Directions:
Your task is to reproduce the entries below word for word.

>> Start Data shown

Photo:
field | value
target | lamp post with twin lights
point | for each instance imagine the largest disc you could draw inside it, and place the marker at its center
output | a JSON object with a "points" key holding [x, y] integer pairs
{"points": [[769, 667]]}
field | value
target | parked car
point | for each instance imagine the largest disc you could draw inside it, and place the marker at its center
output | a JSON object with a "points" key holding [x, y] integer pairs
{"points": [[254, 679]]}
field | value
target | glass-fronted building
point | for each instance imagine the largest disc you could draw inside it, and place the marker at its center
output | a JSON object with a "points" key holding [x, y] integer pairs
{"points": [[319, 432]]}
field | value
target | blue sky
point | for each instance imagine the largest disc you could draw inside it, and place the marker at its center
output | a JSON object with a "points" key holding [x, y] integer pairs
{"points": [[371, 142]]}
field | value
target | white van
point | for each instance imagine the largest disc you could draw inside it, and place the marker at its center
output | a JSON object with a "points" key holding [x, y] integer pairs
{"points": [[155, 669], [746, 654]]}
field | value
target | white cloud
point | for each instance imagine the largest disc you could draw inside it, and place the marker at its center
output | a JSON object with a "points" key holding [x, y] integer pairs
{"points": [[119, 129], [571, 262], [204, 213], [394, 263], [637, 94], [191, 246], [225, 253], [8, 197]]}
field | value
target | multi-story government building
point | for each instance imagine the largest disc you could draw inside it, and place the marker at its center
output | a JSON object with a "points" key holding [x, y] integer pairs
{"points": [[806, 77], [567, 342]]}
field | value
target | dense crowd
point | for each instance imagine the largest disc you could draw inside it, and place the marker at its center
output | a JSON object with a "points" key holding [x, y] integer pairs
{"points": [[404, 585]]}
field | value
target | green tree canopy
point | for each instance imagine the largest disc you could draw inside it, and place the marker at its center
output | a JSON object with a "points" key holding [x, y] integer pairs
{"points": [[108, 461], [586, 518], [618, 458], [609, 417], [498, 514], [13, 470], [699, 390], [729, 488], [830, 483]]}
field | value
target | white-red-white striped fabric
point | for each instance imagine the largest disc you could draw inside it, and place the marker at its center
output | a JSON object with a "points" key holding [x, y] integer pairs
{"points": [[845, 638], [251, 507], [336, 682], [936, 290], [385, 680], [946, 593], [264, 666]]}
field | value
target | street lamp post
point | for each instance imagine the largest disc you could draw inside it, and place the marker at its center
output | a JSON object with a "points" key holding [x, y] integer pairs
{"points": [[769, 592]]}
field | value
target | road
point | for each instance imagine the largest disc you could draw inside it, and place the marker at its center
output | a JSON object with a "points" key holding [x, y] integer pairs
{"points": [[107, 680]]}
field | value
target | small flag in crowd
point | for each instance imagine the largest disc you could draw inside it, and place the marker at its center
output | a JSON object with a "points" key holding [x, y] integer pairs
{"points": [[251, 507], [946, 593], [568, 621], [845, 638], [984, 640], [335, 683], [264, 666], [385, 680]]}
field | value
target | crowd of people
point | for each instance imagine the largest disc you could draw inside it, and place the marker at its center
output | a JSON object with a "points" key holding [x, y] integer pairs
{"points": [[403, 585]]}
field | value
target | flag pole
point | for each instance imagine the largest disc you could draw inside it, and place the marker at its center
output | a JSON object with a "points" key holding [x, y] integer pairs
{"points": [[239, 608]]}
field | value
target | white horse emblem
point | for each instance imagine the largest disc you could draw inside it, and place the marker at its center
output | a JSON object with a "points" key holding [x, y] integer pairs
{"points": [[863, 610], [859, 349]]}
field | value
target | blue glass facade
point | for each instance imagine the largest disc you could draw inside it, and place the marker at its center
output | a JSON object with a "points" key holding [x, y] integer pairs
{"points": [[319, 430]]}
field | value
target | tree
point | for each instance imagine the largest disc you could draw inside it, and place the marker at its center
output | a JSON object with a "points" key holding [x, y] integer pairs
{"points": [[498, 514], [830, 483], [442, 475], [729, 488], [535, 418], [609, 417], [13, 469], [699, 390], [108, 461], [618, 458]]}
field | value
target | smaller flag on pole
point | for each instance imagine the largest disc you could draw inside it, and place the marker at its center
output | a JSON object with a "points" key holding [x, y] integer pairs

>> End Data shown

Written answer:
Photo:
field | value
target | lamp post with twin lights
point | for each instance imagine the largest disc you could draw inside it, and place the marker at its center
output | a JSON object with a "points" key holding [x, y] integer pairs
{"points": [[769, 667]]}
field | value
target | parked car
point | for each instance imagine the largest disc you could draw inside it, and place the marker at its center
output | a JSON object with a "points" key holding [x, y] integer pairs
{"points": [[254, 679]]}
field | value
target | glass-fronted building
point | for each instance imagine the largest disc you could draw inside it, and place the marker at its center
output | a JSON object with a "points" key holding [x, y] integer pairs
{"points": [[319, 432]]}
field | value
target | blue sky
point | for each instance imagine the largest disc you could draw inside it, and place the marker at its center
output | a JSON object with a "points" key holding [x, y] integer pairs
{"points": [[371, 142]]}
field | value
target | white van
point | for each instance imagine the largest disc you could draw inside it, and place the marker at its center
output | a JSON object with a "points" key holding [x, y] integer pairs
{"points": [[155, 669], [746, 654]]}
field | value
target | white cloud
point | for each instance imagine the largest disc you could draw inside it, and place the marker at its center
output | a JSON object with a "points" key holding [x, y] integer pairs
{"points": [[119, 129], [571, 262], [204, 213], [394, 263], [637, 94], [191, 246], [225, 253], [8, 197]]}
field | value
target | multi-story government building
point | for each instance imagine the largest disc you could draw inside it, and place the marker at its center
output | a JSON object with a "points" key holding [x, y] integer pairs
{"points": [[806, 77], [567, 342]]}
field | value
target | dense crowd
point | for each instance imagine the largest disc you could draw inside it, and place the marker at its center
output | a JSON object with a "points" key holding [x, y] integer pairs
{"points": [[404, 585]]}
field | value
target | green tree canopy
point | for each instance imagine the largest disc you could draw inside it, and place the marker at its center
output | a JSON object with a "points" key holding [x, y] integer pairs
{"points": [[108, 461], [586, 518], [618, 458], [609, 417], [498, 514], [13, 470], [699, 390], [729, 488], [830, 483]]}
field | value
target | white-red-white striped fabric
point | for each instance imagine the largest disc you could draw inside it, and place the marker at its center
output | a JSON object with a "points" key holding [x, y] integer pairs
{"points": [[845, 638], [251, 507], [336, 682], [936, 290], [385, 680], [946, 593], [264, 666]]}
field | value
target | street lamp post
point | for each instance imagine the largest disc you could draw inside it, and place the marker at its center
output | a JSON object with a "points" key holding [x, y] integer pairs
{"points": [[769, 592]]}
field | value
target | road
point | for each instance imagine the largest disc you could draw inside it, and place the marker at its center
output | a JSON object with a "points" key holding [x, y] integer pairs
{"points": [[107, 680]]}
field | value
target | small flag in crowd
point | for each instance imagine the largest disc you could draw inside it, and place the marker at its center
output | a JSON object with a "points" key holding [x, y] integer pairs
{"points": [[251, 507], [946, 593], [568, 621], [845, 638], [984, 640], [335, 683], [264, 666], [385, 680]]}
field | value
target | crowd of people
point | for each instance imagine the largest disc you could draw inside it, and place the marker at its center
output | a JSON object with a "points" key holding [x, y] integer pairs
{"points": [[403, 585]]}
field | value
target | flag pole
point | for each instance imagine the largest disc you could draw inside it, and place the marker at its center
output | a JSON object with a "points" key holding [x, y] integer pairs
{"points": [[239, 608]]}
field | value
target | white horse emblem
point | for each instance imagine the largest disc you could draw inside it, and place the marker at its center
output | a JSON object with a "points" key holding [x, y] integer pairs
{"points": [[863, 610], [859, 349]]}
field | value
target | blue glass facade
point | for each instance imagine the largest disc you could draw inside it, and place the marker at its center
output | a JSON object with a "points" key holding [x, y] integer pairs
{"points": [[319, 430]]}
field | value
target | tree
point | for each instance imagine the largest disc you could draw inside it, and place the marker at its center
output | a JSON object with a "points" key holding [x, y] integer pairs
{"points": [[498, 514], [830, 483], [442, 475], [729, 488], [535, 418], [609, 417], [13, 469], [699, 390], [108, 461], [618, 458]]}
field | value
target | smaller flag on pole
point | for each instance imagine the largest disc you could draw inside it, and place the marker at its center
output | a JSON object with a "points" key holding [x, y] integer pairs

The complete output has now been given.